→ **Given passage**:
━━━━━━━━━━━━━━━━━━━━━━━━━━━━━━
April 4, 2022
Texas Supreme Court clarifies that "origin-based" system applies to sourcing gross receipts from the sale of services for Texas apportionment purposes
In Sirius XM Radio, Inc. v. Hegar, the Supreme Court of Texas (Texas Supreme Court) ruled in favor of the taxpayer, Sirius XM Radio, Inc. (Sirius XM or the Taxpayer), holding that gross receipts from the sale of services should be sourced based on an "origin-based" system.1 Thus, taxpayers should look to where their employees or equipment performed services when determining whether those services are performed in Texas for apportioning receipts for franchise tax purposes.
The Texas Supreme Court overturned the decision by the Texas Court of Appeals, Third Circuit (appeals court) and remanded the case back to the appeals court to address an alternative argument by the Texas Comptroller of Public Accounts (Texas Comptroller) that the Taxpayer may not have provided sufficient evidence to support its cost-based analysis of the fair value of services performed in the state.
━━━━━━━━━━━━━━━━━━━━━━━━━━━━━━
→ **Actions to take**:
[1] In the Texas franchise tax passage, which court's decision did the Texas Supreme Court overturn?
[2] Count the lines of the listing that contain the string "lamp", and give only the number.
The Texas franchise tax passage and the listing that follows are unrelated to each other.
━━━━━━━━━━━━━━━━━━━━━━━━━━━━━━
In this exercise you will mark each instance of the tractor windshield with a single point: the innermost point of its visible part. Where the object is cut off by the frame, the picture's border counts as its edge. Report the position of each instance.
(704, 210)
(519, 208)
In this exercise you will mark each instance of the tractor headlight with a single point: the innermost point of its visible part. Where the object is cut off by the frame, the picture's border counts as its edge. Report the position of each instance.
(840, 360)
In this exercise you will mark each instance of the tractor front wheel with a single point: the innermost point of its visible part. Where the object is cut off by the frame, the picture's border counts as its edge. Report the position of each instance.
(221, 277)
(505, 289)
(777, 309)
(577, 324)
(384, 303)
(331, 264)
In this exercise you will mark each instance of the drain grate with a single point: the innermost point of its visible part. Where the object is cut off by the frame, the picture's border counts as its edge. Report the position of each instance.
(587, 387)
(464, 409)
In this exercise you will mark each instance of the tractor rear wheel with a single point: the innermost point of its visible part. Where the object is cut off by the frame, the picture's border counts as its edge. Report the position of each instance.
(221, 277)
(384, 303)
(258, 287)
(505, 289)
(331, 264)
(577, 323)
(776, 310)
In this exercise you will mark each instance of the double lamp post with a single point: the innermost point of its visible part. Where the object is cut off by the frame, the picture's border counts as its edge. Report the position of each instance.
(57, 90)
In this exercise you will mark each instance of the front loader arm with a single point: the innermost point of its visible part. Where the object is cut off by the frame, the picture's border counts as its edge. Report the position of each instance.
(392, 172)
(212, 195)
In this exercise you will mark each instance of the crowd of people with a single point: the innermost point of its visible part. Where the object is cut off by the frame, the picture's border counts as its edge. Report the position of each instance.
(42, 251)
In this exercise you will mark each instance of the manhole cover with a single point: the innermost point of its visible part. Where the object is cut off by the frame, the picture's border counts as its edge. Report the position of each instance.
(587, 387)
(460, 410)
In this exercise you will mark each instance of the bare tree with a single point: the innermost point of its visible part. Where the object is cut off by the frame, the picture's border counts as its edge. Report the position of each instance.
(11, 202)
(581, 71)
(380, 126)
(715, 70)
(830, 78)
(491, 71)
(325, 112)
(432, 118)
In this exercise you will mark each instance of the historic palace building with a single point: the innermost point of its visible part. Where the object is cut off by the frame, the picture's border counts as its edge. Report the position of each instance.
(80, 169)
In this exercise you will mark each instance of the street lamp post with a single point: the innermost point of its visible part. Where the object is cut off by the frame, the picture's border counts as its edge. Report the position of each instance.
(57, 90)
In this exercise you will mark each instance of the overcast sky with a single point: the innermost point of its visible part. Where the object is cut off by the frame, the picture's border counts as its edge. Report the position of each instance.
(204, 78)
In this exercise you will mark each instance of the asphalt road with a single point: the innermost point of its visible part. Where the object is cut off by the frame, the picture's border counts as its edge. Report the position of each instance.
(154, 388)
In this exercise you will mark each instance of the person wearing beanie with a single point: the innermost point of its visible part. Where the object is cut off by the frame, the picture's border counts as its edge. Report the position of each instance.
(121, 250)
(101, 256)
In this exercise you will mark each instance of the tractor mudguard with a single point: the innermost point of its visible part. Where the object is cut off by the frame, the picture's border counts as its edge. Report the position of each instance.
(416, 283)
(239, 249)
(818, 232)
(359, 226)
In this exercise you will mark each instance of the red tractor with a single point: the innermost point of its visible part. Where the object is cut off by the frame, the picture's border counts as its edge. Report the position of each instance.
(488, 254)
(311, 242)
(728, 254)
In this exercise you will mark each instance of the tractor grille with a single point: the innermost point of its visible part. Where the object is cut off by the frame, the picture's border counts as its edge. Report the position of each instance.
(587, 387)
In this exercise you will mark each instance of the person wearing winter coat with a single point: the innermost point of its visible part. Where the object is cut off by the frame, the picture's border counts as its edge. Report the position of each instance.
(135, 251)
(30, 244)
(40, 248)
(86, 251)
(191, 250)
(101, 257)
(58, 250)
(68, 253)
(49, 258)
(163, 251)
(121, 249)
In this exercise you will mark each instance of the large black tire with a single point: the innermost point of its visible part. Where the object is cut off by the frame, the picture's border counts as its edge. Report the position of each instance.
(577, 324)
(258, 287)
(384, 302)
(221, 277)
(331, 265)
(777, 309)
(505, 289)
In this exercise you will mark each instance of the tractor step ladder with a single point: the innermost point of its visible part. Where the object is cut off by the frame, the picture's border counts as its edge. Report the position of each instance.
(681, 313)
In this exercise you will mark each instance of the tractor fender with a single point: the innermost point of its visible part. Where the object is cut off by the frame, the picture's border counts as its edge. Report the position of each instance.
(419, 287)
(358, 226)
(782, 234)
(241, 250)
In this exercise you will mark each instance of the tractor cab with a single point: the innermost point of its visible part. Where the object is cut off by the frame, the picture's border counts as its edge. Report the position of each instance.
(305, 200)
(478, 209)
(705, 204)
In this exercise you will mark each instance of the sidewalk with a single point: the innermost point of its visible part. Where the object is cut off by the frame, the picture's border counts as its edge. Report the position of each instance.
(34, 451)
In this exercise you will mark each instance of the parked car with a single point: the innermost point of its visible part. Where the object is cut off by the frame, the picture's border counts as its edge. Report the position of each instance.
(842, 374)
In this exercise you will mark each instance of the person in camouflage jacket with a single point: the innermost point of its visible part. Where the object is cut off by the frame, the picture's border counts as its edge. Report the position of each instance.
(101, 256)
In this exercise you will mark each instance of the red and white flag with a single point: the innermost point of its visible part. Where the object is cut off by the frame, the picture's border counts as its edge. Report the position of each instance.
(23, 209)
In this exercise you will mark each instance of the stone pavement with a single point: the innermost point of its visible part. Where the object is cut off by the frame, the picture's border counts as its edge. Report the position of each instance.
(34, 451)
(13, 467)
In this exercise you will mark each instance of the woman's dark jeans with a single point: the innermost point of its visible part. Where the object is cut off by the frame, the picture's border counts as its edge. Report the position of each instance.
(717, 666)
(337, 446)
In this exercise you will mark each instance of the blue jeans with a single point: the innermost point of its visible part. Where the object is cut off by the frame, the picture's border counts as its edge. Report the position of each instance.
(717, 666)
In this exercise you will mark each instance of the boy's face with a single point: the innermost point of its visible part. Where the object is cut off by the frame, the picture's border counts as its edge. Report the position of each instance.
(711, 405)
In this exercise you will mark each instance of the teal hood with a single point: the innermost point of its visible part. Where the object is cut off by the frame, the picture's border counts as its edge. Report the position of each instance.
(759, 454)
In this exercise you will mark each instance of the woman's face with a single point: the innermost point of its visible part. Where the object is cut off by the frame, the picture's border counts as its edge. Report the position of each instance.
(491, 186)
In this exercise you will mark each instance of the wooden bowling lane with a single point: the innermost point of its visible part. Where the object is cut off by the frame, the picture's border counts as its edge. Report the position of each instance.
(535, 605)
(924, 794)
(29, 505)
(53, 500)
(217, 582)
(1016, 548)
━━━━━━━━━━━━━━━━━━━━━━━━━━━━━━
→ **Per-task answers**:
[1] The Texas Court of Appeals, Third Circuit.

[2] 2